* EXERCISE PROMPT: Only an exact repetition of the entries will do.

Segment Start: AVAILABLE DATA

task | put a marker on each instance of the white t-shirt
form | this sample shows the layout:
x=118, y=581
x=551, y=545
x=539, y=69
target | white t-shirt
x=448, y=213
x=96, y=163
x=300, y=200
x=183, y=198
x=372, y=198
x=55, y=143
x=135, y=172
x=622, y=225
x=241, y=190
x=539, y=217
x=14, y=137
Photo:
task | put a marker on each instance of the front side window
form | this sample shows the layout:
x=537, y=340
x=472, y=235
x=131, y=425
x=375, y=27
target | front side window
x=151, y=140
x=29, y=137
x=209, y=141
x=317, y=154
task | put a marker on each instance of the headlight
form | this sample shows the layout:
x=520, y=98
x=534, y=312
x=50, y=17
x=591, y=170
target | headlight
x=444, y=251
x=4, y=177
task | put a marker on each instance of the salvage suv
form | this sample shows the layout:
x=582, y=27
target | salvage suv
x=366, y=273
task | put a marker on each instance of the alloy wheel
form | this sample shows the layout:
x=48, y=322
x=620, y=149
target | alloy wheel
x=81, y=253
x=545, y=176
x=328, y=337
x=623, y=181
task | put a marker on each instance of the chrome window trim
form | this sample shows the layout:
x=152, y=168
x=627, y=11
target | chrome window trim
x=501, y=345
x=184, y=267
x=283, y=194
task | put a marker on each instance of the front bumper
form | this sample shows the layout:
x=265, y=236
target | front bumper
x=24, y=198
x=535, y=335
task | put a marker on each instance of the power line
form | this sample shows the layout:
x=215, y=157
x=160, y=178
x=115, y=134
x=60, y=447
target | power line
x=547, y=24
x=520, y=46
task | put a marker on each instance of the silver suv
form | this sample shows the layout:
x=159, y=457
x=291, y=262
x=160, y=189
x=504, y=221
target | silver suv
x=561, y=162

Segment End: AVAILABLE DATA

* OUTPUT:
task | put a marker on each instance of the white t-shirt
form | this sample shows the layout:
x=118, y=581
x=551, y=545
x=539, y=69
target | white t-shirt
x=448, y=213
x=96, y=163
x=300, y=200
x=183, y=198
x=372, y=198
x=55, y=143
x=135, y=172
x=622, y=225
x=241, y=190
x=539, y=217
x=14, y=137
Photo:
task | put a marker on each instance of the front side window
form | this sample shows the layout:
x=537, y=340
x=472, y=235
x=131, y=425
x=375, y=27
target | front side window
x=151, y=140
x=29, y=137
x=209, y=141
x=317, y=154
task | put a marker on each instance of the headlight
form | this sample shows the layout:
x=520, y=98
x=534, y=312
x=50, y=17
x=591, y=170
target | headlight
x=444, y=251
x=4, y=177
task | put a marker on each instance of the salvage suv
form | this sample shows the layout:
x=582, y=27
target | salvage suv
x=366, y=273
task | put a marker on each instance of the alloy wheel
form | this sample shows the layout:
x=48, y=322
x=620, y=149
target | alloy wheel
x=81, y=253
x=545, y=176
x=328, y=337
x=623, y=181
task | put a marker on each instance of the chrome window trim
form | this sample shows the layout:
x=152, y=168
x=627, y=11
target | chrome window trim
x=501, y=345
x=184, y=267
x=283, y=194
task | put a marker on each instance of the front bumper
form | this sample shows the layout:
x=265, y=236
target | front bumper
x=24, y=198
x=535, y=335
task | put a marker on each instance of the power line
form | this sample shows the layout:
x=215, y=157
x=160, y=178
x=115, y=134
x=60, y=447
target | power line
x=547, y=24
x=520, y=46
task | put a marker on each instance of the silver suv
form | this sample shows the layout:
x=159, y=457
x=291, y=262
x=160, y=189
x=504, y=221
target | silver suv
x=561, y=162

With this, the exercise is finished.